* MATERIAL PROVIDED:
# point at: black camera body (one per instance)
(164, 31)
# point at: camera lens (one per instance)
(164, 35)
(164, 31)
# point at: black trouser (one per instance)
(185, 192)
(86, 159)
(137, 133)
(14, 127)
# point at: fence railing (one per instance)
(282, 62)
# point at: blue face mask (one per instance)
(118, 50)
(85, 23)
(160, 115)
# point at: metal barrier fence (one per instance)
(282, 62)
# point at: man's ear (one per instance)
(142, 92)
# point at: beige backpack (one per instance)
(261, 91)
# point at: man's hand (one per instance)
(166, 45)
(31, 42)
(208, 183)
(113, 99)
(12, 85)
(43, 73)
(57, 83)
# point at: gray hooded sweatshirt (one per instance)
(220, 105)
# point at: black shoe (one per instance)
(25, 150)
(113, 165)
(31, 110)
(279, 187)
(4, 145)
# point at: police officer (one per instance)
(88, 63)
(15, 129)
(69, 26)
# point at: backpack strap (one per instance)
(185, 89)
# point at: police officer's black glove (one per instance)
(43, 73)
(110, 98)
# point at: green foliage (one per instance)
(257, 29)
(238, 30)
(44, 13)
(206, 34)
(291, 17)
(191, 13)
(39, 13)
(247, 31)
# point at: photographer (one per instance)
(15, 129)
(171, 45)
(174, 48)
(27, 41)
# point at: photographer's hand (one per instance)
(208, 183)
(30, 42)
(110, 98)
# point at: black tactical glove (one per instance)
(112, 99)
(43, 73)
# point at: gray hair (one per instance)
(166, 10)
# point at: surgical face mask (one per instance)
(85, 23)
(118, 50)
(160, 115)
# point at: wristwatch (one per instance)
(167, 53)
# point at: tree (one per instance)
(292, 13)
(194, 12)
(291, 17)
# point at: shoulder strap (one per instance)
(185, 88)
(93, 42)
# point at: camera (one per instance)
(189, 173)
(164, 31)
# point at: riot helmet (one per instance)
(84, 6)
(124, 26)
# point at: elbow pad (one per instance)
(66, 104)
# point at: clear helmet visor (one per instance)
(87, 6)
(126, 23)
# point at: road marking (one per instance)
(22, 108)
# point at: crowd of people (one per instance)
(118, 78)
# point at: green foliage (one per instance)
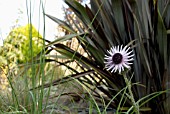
(16, 47)
(143, 25)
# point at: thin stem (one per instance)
(131, 97)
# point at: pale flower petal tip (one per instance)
(118, 59)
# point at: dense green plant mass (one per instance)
(17, 45)
(143, 25)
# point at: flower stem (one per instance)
(131, 97)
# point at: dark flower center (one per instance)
(117, 58)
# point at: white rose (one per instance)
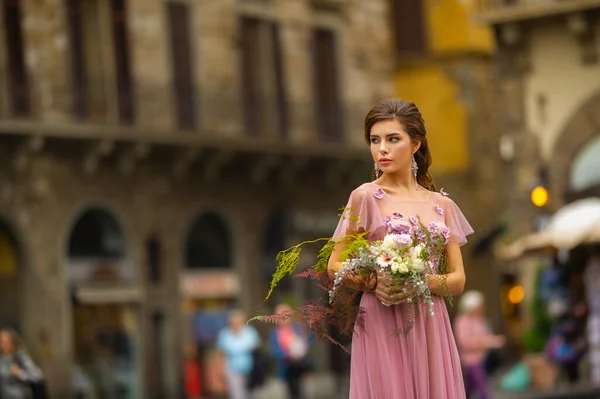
(417, 265)
(397, 241)
(402, 267)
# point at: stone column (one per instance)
(218, 66)
(46, 58)
(150, 63)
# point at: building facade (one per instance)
(548, 96)
(444, 63)
(155, 155)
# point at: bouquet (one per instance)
(403, 256)
(409, 254)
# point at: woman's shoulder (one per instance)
(442, 198)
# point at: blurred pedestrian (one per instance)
(237, 342)
(474, 339)
(18, 373)
(289, 345)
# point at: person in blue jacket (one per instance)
(237, 342)
(289, 343)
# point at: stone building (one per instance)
(444, 63)
(155, 155)
(548, 100)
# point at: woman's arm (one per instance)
(453, 282)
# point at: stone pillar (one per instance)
(218, 66)
(296, 50)
(150, 63)
(46, 58)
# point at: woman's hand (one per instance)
(358, 282)
(389, 293)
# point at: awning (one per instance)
(575, 224)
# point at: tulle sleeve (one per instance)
(355, 216)
(457, 222)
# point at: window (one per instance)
(208, 244)
(122, 67)
(17, 73)
(102, 84)
(263, 78)
(409, 27)
(328, 110)
(96, 235)
(182, 63)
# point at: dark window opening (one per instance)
(17, 72)
(96, 235)
(263, 80)
(181, 56)
(208, 244)
(409, 27)
(154, 259)
(328, 108)
(122, 62)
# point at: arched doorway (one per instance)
(210, 288)
(584, 176)
(573, 151)
(104, 302)
(11, 279)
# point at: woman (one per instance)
(424, 362)
(237, 343)
(289, 346)
(474, 339)
(17, 370)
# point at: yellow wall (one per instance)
(451, 27)
(451, 32)
(445, 118)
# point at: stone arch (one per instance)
(96, 234)
(581, 128)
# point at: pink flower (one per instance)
(432, 228)
(397, 215)
(446, 233)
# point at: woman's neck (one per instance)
(400, 183)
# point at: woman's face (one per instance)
(391, 147)
(6, 342)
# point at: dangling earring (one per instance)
(415, 168)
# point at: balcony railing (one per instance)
(499, 11)
(94, 105)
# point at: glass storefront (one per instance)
(106, 351)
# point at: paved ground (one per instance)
(324, 387)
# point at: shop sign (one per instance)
(209, 284)
(314, 223)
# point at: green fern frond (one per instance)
(287, 262)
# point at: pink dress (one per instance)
(423, 363)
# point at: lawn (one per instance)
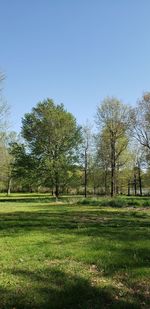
(73, 255)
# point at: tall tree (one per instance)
(141, 121)
(87, 141)
(114, 117)
(52, 136)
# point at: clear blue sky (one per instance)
(75, 52)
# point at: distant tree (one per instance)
(87, 141)
(114, 117)
(52, 136)
(141, 121)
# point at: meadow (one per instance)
(74, 253)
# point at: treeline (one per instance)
(53, 153)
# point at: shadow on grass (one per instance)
(54, 289)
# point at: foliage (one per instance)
(52, 136)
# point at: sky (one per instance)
(75, 52)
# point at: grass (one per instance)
(88, 254)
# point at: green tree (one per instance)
(141, 121)
(114, 118)
(52, 136)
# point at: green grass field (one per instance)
(93, 254)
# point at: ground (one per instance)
(73, 254)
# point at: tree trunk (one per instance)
(112, 168)
(85, 174)
(9, 187)
(140, 179)
(135, 185)
(129, 188)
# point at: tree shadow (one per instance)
(54, 289)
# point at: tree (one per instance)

* ASSIGNED TASK: From the first line to the last, set down the records exactly, leaving out images.

* SOLUTION TO THIS TASK:
# point at: black camera body (one per instance)
(164, 31)
# point at: camera lens (one per instance)
(164, 35)
(164, 31)
# point at: black trouser (one per instance)
(185, 192)
(86, 159)
(137, 133)
(14, 127)
# point at: fence railing (one per instance)
(282, 62)
# point at: blue face mask (one per instance)
(118, 50)
(85, 23)
(160, 115)
# point at: metal barrier fence (one per instance)
(282, 62)
# point at: man's ear (one per instance)
(142, 92)
# point at: beige backpack (one per instance)
(261, 91)
# point at: man's hand (one per instance)
(166, 45)
(31, 42)
(208, 183)
(113, 99)
(12, 85)
(43, 73)
(57, 83)
# point at: gray hooded sweatshirt (one per instance)
(220, 105)
# point at: black shoe (one per instance)
(25, 150)
(113, 165)
(31, 110)
(279, 187)
(4, 145)
# point at: police officer (one per instance)
(88, 63)
(15, 129)
(69, 26)
# point at: backpack strap (one per instance)
(185, 89)
# point at: police officer's black glove (one per instance)
(43, 73)
(110, 98)
# point at: green foliage (one per instance)
(257, 29)
(238, 30)
(44, 13)
(206, 34)
(291, 17)
(191, 13)
(39, 13)
(247, 31)
# point at: photographer (one per instance)
(15, 129)
(171, 45)
(174, 48)
(27, 41)
# point at: photographer's hand (one per instance)
(208, 183)
(30, 42)
(110, 98)
# point at: black tactical glove (one per instance)
(112, 99)
(43, 73)
# point at: gray hair (one per instance)
(166, 10)
# point at: surgical face mask (one per instance)
(85, 23)
(118, 50)
(160, 115)
# point at: wristwatch (one per instance)
(167, 53)
# point at: tree (one per instance)
(292, 13)
(194, 12)
(291, 17)
# point at: shoulder strap (one per instance)
(185, 88)
(93, 42)
# point at: camera (one per instance)
(189, 173)
(164, 31)
# point at: riot helmet (one per instance)
(84, 6)
(124, 26)
# point at: elbow pad (one per instance)
(66, 104)
# point at: clear helmet visor (one per instance)
(87, 6)
(126, 23)
# point at: road marking (one per instance)
(22, 108)
# point at: crowd of people (one per instance)
(118, 78)
# point at: green foliage (one per instance)
(16, 47)
(143, 25)
# point at: thin stem (one per instance)
(131, 97)
# point at: pale flower petal tip (one per instance)
(118, 59)
# point at: dense green plant mass (one per instance)
(17, 45)
(143, 25)
# point at: flower stem (one per instance)
(131, 97)
# point at: dark flower center (one per instance)
(117, 58)
# point at: white rose (one per instance)
(417, 265)
(397, 241)
(402, 267)
# point at: stone column (one per instance)
(218, 66)
(46, 58)
(150, 63)
# point at: building facade (one per instance)
(548, 96)
(444, 63)
(155, 155)
# point at: bouquet (one per instance)
(403, 256)
(409, 254)
# point at: woman's shoulder (one per instance)
(442, 198)
# point at: blurred pedestrian (one per instance)
(237, 342)
(474, 339)
(18, 373)
(289, 345)
# point at: person in blue jacket (one per instance)
(237, 342)
(289, 343)
# point at: stone building (one per instance)
(444, 63)
(155, 155)
(548, 100)
# point at: woman's arm (one per instance)
(453, 282)
# point at: stone pillar (one per instance)
(218, 66)
(296, 50)
(150, 63)
(46, 58)
# point at: woman's hand (one per instance)
(358, 282)
(389, 293)
# point at: awning (one per instance)
(575, 224)
# point at: tulle sleeve (one per instance)
(355, 216)
(457, 222)
# point at: window (one per instance)
(208, 244)
(122, 67)
(17, 73)
(102, 84)
(263, 78)
(409, 27)
(328, 110)
(96, 235)
(182, 63)
# point at: dark window opening (one per instance)
(17, 72)
(96, 235)
(263, 80)
(181, 56)
(208, 244)
(409, 27)
(154, 259)
(328, 108)
(122, 62)
# point at: arched doorway (one per instance)
(210, 288)
(584, 176)
(573, 151)
(104, 302)
(11, 279)
# point at: woman (one per instance)
(424, 362)
(237, 343)
(289, 346)
(474, 339)
(17, 370)
# point at: yellow wall (one per instance)
(451, 27)
(451, 32)
(445, 118)
# point at: stone arch (one per instance)
(96, 234)
(581, 128)
# point at: pink flower (one per instance)
(432, 228)
(397, 215)
(446, 233)
# point at: woman's neck (one per instance)
(400, 183)
# point at: woman's face (one per instance)
(391, 147)
(6, 342)
# point at: dangling earring (one per instance)
(415, 168)
# point at: balcony railing (one per instance)
(499, 11)
(94, 105)
# point at: glass storefront (one per instance)
(106, 351)
# point at: paved ground (one per instance)
(324, 387)
# point at: shop sign (one per instance)
(209, 284)
(314, 223)
# point at: green fern frond (one per instance)
(287, 262)
# point at: pink dress (one per instance)
(423, 363)
# point at: lawn (one per instance)
(73, 255)
# point at: tall tree (one per instance)
(141, 121)
(87, 141)
(114, 117)
(52, 136)
# point at: clear blue sky (one per instance)
(75, 52)
# point at: distant tree (one per instance)
(87, 141)
(114, 117)
(52, 136)
(141, 121)
# point at: meadow (one per instance)
(74, 253)
# point at: treeline (one per instance)
(53, 153)
# point at: shadow on grass (one per instance)
(54, 289)
# point at: foliage (one per instance)
(52, 136)
# point at: sky (one per instance)
(75, 52)
# point at: grass (one per instance)
(88, 254)
# point at: green tree (one per instance)
(141, 121)
(114, 118)
(52, 136)
# point at: green grass field (one per instance)
(93, 254)
# point at: ground (one per instance)
(73, 254)
# point at: tree trunk (one per instance)
(112, 168)
(85, 174)
(9, 187)
(140, 179)
(135, 185)
(129, 188)
# point at: tree shadow (one per instance)
(54, 289)
# point at: tree (one per instance)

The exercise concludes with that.